- _Document_
— start —
The proposed whittling down of TRG’s leisure division after the Wagamama deal may lead to further acquisitions, Dom Walsh expects, while pondering Greene King’s next move and what Costa Coffee’s store expansion under the ownership of Coca-Cola may mean for both brands.

The legacy of Andy McCue’s truncated time as chief executive of The Restaurant Group is, as well all know, the £559m acquisition of Wagamama. When the deal squeaked through last year, there was widespread scepticism over the longevity of its stellar like-for-like sales growth.

Yet the Japanese noodle bar chain was the star of the show in TRG’s recent interim results, delivering extraordinary like-for-like sales growth of 10.6% in the first six months of the year. Of course, the brand cannot carry on at this kind of level forever, but there’s no reason why, with its skilful management, unique culture, good use of delivery and an offer that customers like, it cannot continue to at least outperform the market.
— end —
- _To-do list_
1. In the piece on The Restaurant Group and Wagamama, how much did the Wagamama acquisition cost?
2. Do these statements agree with the Restaurant Group and Wagamama piece? (a) Wagamama's like-for-like sales grew 10.6% in the first six months of the year. (b) When the deal went through, there was broad confidence that Wagamama's sales growth would last. (c) The piece expects Wagamama to keep its current level of growth indefinitely.
3. Please write the next part of the Restaurant Group and Wagamama piece, starting after its last sentence.

- _Records_
— start —
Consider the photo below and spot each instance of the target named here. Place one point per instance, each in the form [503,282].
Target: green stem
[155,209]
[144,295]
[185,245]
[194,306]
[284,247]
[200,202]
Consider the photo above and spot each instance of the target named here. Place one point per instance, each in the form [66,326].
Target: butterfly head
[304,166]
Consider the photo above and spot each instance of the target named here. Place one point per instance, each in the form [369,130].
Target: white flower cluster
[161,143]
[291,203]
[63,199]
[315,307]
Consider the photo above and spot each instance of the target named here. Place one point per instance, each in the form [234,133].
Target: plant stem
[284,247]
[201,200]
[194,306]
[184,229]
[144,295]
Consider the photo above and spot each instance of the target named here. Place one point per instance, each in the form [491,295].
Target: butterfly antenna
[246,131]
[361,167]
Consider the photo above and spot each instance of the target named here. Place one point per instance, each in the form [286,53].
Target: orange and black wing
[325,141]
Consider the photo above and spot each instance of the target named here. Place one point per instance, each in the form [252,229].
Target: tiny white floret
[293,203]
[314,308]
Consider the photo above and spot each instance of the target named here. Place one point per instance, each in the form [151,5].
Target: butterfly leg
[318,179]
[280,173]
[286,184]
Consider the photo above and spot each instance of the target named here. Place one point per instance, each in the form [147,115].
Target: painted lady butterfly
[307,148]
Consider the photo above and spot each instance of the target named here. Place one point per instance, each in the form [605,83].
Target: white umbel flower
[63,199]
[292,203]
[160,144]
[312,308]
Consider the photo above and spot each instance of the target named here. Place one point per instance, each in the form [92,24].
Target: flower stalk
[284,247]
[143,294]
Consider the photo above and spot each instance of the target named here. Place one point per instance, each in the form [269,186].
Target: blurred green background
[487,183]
— end —
- _Task-by-task results_
1. £559m

2.
(a) Yes: "delivering extraordinary like-for-like sales growth of 10.6% in the first six months of the year"
(b) No: "there was widespread scepticism over the longevity of its stellar like-for-like sales growth"
(c) No: "the brand cannot carry on at this kind of level forever"

3.
It is clear that, in Wagamama, Brunning & Price and its airport concessions business, Andy Hornby, McCue’s replacement as CEO, has three quality businesses on which to base the continuing turnaround of TRG. His plan to gradually whittle down at least half the leisure division over the next decade or more makes sense (although the timeframe got a bit garbled on the day of the results) and despite write-offs totalling almost £300m over the past four years, it is clear that TRG – after spending most of those four years in the corporate wilderness – now has a future.

Given his past life as CEO of HBOS, it is understandable that Hornby should want to tread cautiously in his first outing. He delivered a message not far different from that of his predecessor and was keen to express the hope that enough time has now elapsed that he can finally draw a line under his time at HBOS. He certainly built a formidable reputation at Ladbrokes Coral and GVC Holdings and I’m sure he will bring his undoubted retails skills to bear in his new role.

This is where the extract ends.